**TASK REQUIREMENTS**. Starting at the line that contains "Exercise. Point out the smoke", restate each line word for word through the final line of the data, keeping both ends.
----------
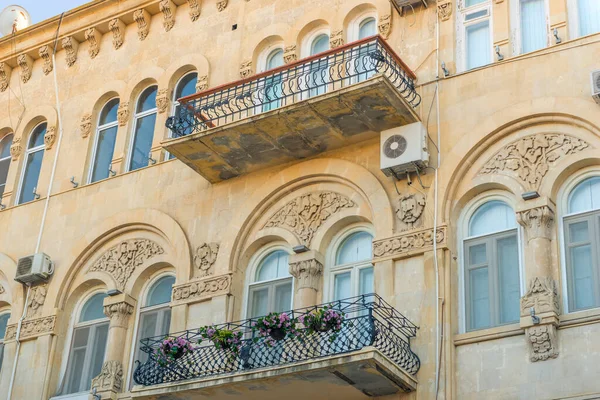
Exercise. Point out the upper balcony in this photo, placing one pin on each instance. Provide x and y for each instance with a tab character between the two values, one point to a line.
370	356
336	98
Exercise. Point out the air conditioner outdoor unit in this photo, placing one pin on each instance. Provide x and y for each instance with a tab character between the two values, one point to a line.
34	269
596	85
404	149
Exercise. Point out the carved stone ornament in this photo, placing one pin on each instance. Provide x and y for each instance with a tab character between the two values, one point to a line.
410	209
142	18
531	157
543	342
307	273
162	100
93	36
409	242
86	125
336	39
246	69
47	67
167	7
385	26
123	113
70	45
117	27
194	9
289	54
26	64
50	137
444	10
121	260
5	72
202	289
538	222
205	258
110	378
305	214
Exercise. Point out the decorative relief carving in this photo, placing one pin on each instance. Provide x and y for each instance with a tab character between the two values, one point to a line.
142	18
110	378
70	45
543	342
410	209
205	258
202	289
117	27
409	241
93	37
307	273
45	56
531	157
122	259
26	64
167	7
385	26
305	214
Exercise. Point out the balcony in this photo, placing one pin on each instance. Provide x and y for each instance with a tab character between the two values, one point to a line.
321	103
369	357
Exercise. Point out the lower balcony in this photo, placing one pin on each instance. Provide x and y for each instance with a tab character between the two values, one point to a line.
369	356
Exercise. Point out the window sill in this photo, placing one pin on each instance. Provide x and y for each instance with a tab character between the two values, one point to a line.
483	335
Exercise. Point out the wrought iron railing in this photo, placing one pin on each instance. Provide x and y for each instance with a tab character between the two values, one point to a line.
325	72
369	321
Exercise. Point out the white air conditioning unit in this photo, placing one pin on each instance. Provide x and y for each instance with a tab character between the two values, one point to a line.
34	269
596	85
404	149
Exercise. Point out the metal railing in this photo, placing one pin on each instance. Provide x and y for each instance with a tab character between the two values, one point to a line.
292	83
369	321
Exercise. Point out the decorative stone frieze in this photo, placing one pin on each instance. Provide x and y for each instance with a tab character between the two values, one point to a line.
530	158
142	18
385	26
202	289
26	65
44	52
93	37
305	214
204	259
117	27
409	243
5	72
121	260
70	45
167	7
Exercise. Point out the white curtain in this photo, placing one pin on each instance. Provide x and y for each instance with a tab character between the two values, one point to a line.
534	35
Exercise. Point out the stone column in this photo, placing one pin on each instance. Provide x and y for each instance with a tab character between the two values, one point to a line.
307	269
110	381
542	293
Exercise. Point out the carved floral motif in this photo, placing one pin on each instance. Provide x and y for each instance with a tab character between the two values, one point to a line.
121	260
305	214
531	157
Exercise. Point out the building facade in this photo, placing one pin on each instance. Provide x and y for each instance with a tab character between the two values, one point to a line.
476	278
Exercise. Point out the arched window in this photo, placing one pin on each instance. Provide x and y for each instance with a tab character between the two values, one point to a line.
352	274
3	324
104	141
491	264
5	144
143	129
271	286
582	238
88	346
33	164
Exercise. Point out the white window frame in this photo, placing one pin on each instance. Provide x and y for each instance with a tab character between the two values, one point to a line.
28	153
461	31
463	236
136	117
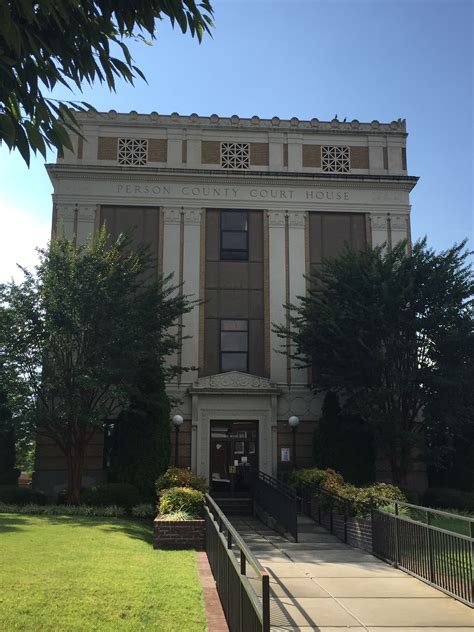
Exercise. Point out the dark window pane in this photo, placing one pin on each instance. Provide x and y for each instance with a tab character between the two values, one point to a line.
234	241
234	341
234	325
234	361
234	220
234	255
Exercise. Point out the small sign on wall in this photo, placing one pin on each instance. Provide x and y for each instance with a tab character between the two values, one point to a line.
285	455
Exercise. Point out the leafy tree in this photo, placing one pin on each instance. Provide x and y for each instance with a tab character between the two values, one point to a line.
78	331
141	437
47	43
8	473
384	330
343	443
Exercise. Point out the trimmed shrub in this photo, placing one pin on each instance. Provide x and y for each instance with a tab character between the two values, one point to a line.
181	499
308	482
177	516
448	498
311	482
14	495
180	477
120	494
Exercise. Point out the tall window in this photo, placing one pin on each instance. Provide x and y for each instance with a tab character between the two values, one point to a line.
234	235
234	341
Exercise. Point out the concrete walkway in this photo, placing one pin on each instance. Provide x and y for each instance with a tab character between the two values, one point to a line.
322	584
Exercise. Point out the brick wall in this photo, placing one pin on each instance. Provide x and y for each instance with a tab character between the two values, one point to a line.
189	534
359	530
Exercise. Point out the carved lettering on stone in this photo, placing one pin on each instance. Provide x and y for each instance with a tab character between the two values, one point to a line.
379	222
398	222
172	216
276	218
296	219
192	216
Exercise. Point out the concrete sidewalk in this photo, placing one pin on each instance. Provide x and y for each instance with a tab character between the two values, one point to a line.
322	584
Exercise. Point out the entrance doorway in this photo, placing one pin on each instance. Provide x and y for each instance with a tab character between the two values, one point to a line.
234	456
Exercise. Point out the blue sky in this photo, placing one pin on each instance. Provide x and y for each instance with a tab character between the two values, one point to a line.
373	59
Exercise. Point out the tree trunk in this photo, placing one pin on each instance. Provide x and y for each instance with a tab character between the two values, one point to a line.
75	464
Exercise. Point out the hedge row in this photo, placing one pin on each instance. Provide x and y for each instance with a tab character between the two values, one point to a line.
314	482
448	498
181	493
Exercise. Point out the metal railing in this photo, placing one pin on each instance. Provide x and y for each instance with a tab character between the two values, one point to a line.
333	506
404	534
438	556
278	500
232	563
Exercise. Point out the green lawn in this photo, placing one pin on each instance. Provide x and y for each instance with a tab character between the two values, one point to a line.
84	574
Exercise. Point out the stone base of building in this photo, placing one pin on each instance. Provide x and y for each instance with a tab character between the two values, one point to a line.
188	534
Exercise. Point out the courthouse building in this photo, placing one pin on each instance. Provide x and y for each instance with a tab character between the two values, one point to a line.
239	210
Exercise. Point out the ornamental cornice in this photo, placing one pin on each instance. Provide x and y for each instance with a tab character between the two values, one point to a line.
255	123
205	176
234	382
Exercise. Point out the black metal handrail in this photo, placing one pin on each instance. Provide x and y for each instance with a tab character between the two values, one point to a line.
230	559
428	511
278	500
441	557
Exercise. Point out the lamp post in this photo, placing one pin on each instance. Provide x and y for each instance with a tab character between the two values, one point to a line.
177	422
293	421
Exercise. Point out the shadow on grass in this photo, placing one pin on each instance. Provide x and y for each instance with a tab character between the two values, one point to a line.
139	530
10	522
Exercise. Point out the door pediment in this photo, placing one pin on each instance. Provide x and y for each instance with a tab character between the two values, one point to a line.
234	382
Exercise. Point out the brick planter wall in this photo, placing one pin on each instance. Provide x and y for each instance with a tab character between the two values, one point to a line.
170	534
359	530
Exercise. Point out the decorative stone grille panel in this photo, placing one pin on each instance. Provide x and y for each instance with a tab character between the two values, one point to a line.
132	151
335	159
235	155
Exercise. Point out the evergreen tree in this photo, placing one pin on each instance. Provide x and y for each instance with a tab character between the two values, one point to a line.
392	331
8	473
344	443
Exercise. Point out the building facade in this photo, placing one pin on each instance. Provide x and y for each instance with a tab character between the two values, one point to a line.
238	210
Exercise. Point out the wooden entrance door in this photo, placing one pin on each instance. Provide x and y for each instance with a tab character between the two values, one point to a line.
234	456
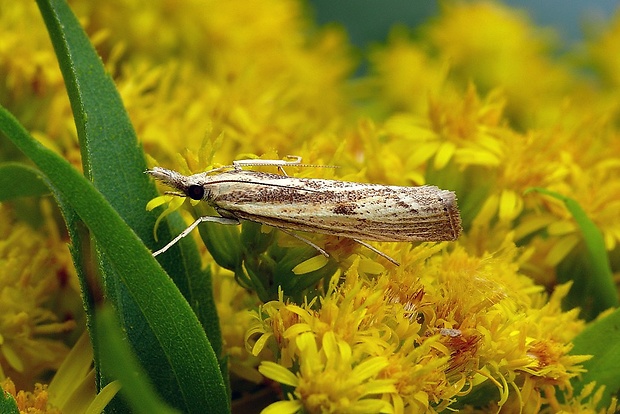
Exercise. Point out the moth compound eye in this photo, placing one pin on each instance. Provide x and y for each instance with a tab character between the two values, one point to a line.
195	192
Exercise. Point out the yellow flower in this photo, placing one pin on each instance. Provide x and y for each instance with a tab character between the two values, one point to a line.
34	270
35	402
446	323
330	379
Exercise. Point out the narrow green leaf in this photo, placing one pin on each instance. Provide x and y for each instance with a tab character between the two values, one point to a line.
187	352
118	360
601	339
8	405
600	278
20	180
113	160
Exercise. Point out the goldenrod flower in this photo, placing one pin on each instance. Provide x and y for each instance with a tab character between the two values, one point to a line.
33	269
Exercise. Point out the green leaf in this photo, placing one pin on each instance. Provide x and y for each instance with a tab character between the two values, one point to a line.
601	339
187	352
118	360
20	180
597	271
114	162
8	405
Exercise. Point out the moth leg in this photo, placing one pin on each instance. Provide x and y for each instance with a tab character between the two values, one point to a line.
188	230
303	239
289	160
379	252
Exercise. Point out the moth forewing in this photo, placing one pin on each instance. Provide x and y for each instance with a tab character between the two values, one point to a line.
347	209
353	210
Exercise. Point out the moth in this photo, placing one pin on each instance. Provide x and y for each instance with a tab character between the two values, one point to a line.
358	211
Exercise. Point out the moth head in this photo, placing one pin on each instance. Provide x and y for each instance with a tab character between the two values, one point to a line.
185	185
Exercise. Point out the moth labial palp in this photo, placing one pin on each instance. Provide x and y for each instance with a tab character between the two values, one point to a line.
358	211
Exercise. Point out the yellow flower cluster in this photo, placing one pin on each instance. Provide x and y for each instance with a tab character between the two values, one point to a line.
420	337
458	325
36	274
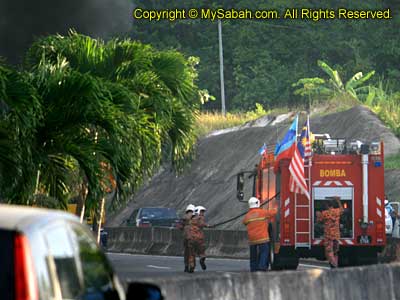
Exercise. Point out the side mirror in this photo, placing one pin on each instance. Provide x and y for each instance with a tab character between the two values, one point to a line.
143	291
240	186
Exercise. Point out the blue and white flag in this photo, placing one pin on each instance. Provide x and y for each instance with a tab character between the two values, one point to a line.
263	149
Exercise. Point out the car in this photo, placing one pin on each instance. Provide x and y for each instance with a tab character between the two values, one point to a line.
157	216
48	254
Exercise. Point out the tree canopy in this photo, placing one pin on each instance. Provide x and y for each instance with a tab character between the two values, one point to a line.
263	58
108	113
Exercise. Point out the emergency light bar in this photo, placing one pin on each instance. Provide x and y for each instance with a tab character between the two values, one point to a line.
334	145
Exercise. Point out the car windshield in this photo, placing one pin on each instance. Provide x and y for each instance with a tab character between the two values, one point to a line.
158	213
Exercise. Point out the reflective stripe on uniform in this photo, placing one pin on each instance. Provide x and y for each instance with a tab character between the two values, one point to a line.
254	219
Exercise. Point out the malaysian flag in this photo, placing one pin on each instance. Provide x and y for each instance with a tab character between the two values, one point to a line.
297	181
304	143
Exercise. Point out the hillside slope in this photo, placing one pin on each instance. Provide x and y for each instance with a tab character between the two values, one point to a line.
210	180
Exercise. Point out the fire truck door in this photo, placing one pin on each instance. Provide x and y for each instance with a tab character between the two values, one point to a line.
321	195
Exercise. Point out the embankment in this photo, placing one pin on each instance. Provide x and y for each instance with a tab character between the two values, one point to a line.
366	283
219	243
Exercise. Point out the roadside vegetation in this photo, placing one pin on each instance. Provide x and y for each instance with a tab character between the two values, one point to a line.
392	162
84	117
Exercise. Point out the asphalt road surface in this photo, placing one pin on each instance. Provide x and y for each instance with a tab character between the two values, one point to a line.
132	267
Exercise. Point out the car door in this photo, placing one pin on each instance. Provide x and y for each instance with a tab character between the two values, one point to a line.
396	225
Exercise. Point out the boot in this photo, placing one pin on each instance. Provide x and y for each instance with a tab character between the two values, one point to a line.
203	263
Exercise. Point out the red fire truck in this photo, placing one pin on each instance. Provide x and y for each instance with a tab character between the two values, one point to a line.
352	171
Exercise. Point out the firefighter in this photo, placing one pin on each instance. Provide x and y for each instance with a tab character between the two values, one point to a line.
185	226
391	211
330	219
196	240
256	221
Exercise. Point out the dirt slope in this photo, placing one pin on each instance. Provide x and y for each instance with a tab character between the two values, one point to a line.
210	180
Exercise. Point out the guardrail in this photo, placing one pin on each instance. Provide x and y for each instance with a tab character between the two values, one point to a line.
169	241
219	243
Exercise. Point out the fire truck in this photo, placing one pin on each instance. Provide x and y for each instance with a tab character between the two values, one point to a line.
351	170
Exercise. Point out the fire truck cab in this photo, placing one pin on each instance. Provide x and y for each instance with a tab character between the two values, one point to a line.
352	171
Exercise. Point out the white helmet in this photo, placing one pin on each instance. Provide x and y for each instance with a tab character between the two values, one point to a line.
190	207
254	202
198	209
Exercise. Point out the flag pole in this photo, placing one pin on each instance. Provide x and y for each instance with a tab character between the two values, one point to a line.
310	157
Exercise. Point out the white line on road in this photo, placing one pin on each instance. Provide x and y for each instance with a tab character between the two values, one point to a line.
314	266
158	267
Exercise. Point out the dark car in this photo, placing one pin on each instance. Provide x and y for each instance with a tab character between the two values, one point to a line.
48	254
157	216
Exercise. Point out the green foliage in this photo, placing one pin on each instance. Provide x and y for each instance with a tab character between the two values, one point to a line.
333	87
211	121
392	162
93	109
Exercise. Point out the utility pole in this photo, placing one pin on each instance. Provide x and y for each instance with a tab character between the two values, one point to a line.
221	67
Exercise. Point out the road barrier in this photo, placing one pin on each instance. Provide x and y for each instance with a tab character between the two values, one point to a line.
169	241
372	282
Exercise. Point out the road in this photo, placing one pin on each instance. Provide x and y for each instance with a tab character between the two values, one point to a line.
131	267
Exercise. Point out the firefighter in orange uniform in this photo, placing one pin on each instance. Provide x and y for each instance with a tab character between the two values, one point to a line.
331	218
186	227
256	221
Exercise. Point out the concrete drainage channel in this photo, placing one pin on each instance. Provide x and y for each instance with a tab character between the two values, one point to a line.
167	241
372	282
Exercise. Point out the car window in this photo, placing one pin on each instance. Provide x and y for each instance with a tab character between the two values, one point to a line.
6	264
62	254
97	273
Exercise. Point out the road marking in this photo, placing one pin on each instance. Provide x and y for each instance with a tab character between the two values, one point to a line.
158	267
314	266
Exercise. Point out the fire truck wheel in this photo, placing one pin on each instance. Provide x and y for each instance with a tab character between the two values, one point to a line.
286	259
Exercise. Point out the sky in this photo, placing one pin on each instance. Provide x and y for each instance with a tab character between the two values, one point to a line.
21	21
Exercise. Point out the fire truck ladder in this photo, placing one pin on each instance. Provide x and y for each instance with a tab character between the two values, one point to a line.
302	216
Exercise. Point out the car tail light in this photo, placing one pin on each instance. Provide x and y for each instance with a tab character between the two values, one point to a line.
25	280
380	229
147	224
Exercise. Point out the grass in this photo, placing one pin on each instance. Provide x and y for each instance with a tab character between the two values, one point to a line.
211	121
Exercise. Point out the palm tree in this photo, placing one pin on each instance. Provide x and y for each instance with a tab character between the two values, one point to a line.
115	104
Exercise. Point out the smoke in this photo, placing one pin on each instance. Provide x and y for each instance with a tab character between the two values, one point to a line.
21	21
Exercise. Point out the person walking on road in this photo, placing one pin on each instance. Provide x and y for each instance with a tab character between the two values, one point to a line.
330	219
196	240
185	226
390	211
256	221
----------
**WRITTEN RESPONSE**.
Exercise. Point out the smoke in this photo, placing one pin on each instance. Provide x and y for each instance with a tab character between the two values, one point to a line.
21	21
Exercise. Point out the person walking on road in this photo, placing one pin on each instance. Provide x and y for each instance with a tab character between the two values, one point to a line.
330	219
196	240
185	226
390	211
256	221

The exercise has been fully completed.